Pictures aside, print all of the data below exactly as written.

Stored data
=== Section Start ===

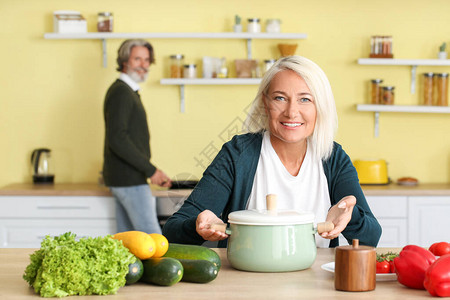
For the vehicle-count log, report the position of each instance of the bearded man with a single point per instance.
(127, 169)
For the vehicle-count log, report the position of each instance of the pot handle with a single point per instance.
(220, 227)
(324, 227)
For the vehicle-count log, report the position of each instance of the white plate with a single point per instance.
(380, 277)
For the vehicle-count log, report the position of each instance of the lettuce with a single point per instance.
(64, 266)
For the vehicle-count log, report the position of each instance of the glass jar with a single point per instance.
(190, 71)
(428, 90)
(253, 26)
(388, 95)
(104, 22)
(375, 91)
(268, 63)
(442, 89)
(176, 66)
(273, 25)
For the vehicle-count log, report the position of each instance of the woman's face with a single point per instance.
(290, 107)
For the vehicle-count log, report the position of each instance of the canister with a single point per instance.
(375, 91)
(104, 22)
(355, 268)
(253, 25)
(428, 90)
(176, 66)
(190, 71)
(442, 89)
(387, 95)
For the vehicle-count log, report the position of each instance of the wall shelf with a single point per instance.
(377, 108)
(103, 36)
(405, 62)
(206, 81)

=== Section End ===

• [Task answer]
For the vehicle-count log, report the position of each instance of the bearded man with a single point per instance.
(127, 169)
For the vehicle-count log, report the position of each instance of the pot handle with a single point per instance.
(220, 227)
(324, 227)
For the vehicle-count log, report the position of each instance of the white plate with a single point per instance.
(380, 277)
For the vehicle-count log, report the position of each instance of the lettuce with a single point per instance.
(64, 266)
For the vehicle-count log, report the position of each instance of the glass jar with a single point per instance.
(190, 71)
(428, 90)
(253, 26)
(388, 95)
(104, 22)
(375, 91)
(268, 63)
(442, 89)
(176, 66)
(273, 25)
For the vehicle-count log, report the position of each instance of the woman's face with a single point per instance.
(290, 107)
For the vehicle-count log, report the position of each instance of the canister with a single point per instance.
(375, 91)
(104, 22)
(355, 268)
(253, 25)
(428, 90)
(176, 66)
(190, 71)
(442, 89)
(387, 95)
For the vehicle-count log, report the position of each instance of the wall shelf with a single point per instance.
(377, 108)
(103, 36)
(405, 62)
(206, 81)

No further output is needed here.